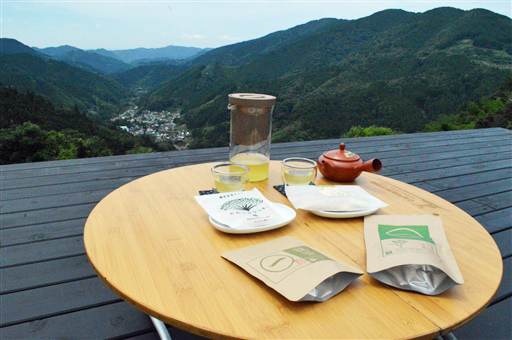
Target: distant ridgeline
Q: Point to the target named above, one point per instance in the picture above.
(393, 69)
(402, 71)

-.-.-

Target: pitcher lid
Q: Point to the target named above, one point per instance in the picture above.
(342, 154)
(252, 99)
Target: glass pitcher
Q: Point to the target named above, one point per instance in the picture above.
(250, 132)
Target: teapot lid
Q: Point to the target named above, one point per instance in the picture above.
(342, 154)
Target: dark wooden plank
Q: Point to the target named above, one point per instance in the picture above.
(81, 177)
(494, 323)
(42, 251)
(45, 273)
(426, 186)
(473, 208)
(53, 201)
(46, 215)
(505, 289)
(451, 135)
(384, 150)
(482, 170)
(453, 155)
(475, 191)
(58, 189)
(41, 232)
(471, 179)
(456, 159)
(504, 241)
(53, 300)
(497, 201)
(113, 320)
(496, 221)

-.-.-

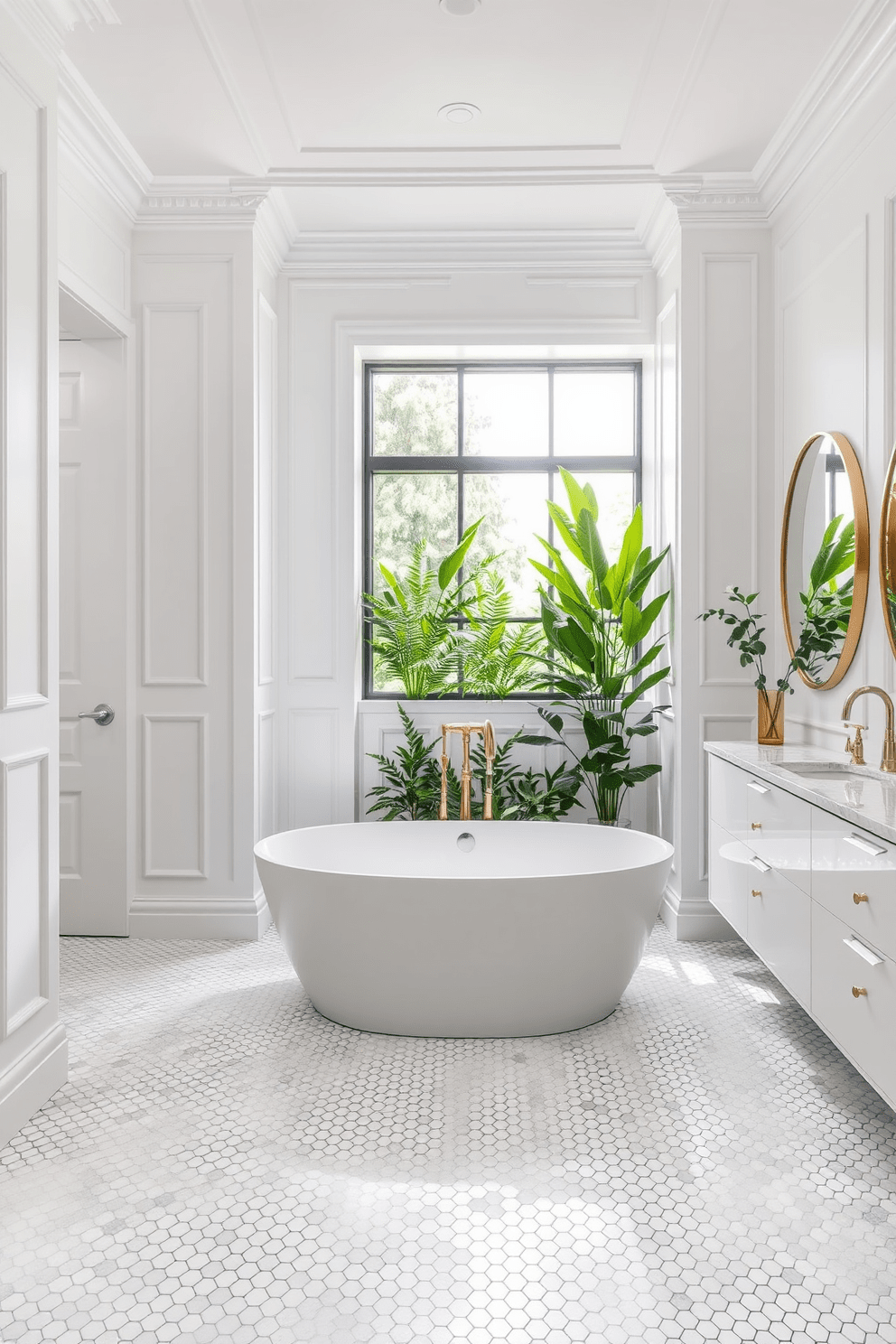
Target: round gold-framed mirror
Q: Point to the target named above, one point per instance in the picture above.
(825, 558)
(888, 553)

-.-.-

● **What you need to do**:
Count how many lines of the records contain the word "pitcher". Reply with only that number.

● **Response to this task**:
2